----- PROVIDED TEXT

Mark Holcomb / Austin, Texas



Tell me a story that shaped your life...


- Up until the age of 9, my family and I lived happily in the Philippines on a military base. In the summer of 1991, a nearby volcano called Mt. Pinatubo erupted. I vividly remember the enormous mushroom cloud of ash, the constant earthquakes for multiple days, the sun being blacked out by ash, and my family and I hiding under the table while our entire house shook and we lost electricity.

Even at 9, I realized what was happening was going to change things in our lives permanently. One of the most surreal things was venturing outside for the first time after the eruption and seeing mountains of ash piled up everywhere. It felt eerily akin to what seeing snow for the first time feels like. The eruption caused a withdrawal of most US military forces in the country, which resulted in me, my brother and mom having to be evacuated to the US.



Tell me a story that almost ruined your life…


- The fallout of the evacuation caused a rift in my parents' marriage, as my Dad stayed behind in the Philippines to assist in recovery efforts while my mom, Jeff and I relocated to the states. We grew apart as a family very quickly, and when my parents divorced in the following years, it destroyed me. I saw my family as perfect growing up, and this was the first glimpse I had in my life that things within my family were far from perfect.

----------
----- RECORD LIST

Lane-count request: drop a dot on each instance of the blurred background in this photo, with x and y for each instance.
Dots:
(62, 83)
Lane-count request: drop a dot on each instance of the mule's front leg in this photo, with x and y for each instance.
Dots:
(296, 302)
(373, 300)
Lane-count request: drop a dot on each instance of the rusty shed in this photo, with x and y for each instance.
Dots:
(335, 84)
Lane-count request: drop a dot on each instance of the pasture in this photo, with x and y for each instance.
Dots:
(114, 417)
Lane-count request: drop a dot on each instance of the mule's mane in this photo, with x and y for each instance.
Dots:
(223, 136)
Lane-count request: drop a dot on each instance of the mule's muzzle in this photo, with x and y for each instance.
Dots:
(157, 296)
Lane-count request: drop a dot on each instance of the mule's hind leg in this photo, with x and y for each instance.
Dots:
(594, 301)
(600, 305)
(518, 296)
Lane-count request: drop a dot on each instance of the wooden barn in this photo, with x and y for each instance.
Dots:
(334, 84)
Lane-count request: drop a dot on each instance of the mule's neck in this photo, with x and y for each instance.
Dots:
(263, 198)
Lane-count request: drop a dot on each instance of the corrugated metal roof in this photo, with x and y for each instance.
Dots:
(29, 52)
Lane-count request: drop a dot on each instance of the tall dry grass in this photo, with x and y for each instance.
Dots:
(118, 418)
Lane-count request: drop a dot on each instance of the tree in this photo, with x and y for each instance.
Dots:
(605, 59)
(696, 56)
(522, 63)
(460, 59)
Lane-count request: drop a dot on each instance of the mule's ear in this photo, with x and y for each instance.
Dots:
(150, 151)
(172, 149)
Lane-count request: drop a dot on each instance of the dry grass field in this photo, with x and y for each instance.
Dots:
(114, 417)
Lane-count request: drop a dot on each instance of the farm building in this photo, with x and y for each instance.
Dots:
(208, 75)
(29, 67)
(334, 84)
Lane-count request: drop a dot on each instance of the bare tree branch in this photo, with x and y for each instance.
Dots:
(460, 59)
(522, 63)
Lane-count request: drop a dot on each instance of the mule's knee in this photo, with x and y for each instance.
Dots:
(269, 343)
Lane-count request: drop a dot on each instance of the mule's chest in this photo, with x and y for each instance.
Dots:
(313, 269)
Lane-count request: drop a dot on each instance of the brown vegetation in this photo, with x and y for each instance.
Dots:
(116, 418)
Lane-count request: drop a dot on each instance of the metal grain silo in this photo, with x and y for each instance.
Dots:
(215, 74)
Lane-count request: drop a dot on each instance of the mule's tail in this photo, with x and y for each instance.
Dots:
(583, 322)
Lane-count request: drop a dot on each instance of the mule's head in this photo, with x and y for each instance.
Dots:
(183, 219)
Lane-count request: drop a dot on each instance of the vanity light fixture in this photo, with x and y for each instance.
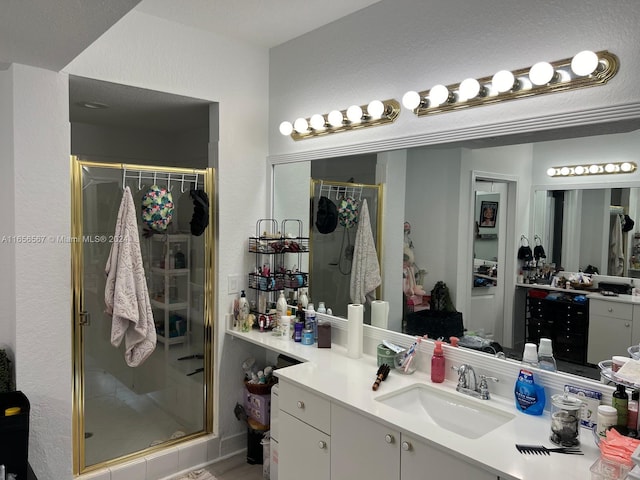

----------

> [WRITTEN INSTRUCTION]: Can you reproduce, word for word, the passage of the Philippines story starting with "- Up until the" and going on through "evacuated to the US."?

> [WRITTEN ANSWER]:
- Up until the age of 9, my family and I lived happily in the Philippines on a military base. In the summer of 1991, a nearby volcano called Mt. Pinatubo erupted. I vividly remember the enormous mushroom cloud of ash, the constant earthquakes for multiple days, the sun being blacked out by ash, and my family and I hiding under the table while our entire house shook and we lost electricity.

Even at 9, I realized what was happening was going to change things in our lives permanently. One of the most surreal things was venturing outside for the first time after the eruption and seeing mountains of ash piled up everywhere. It felt eerily akin to what seeing snow for the first time feels like. The eruption caused a withdrawal of most US military forces in the country, which resulted in me, my brother and mom having to be evacuated to the US.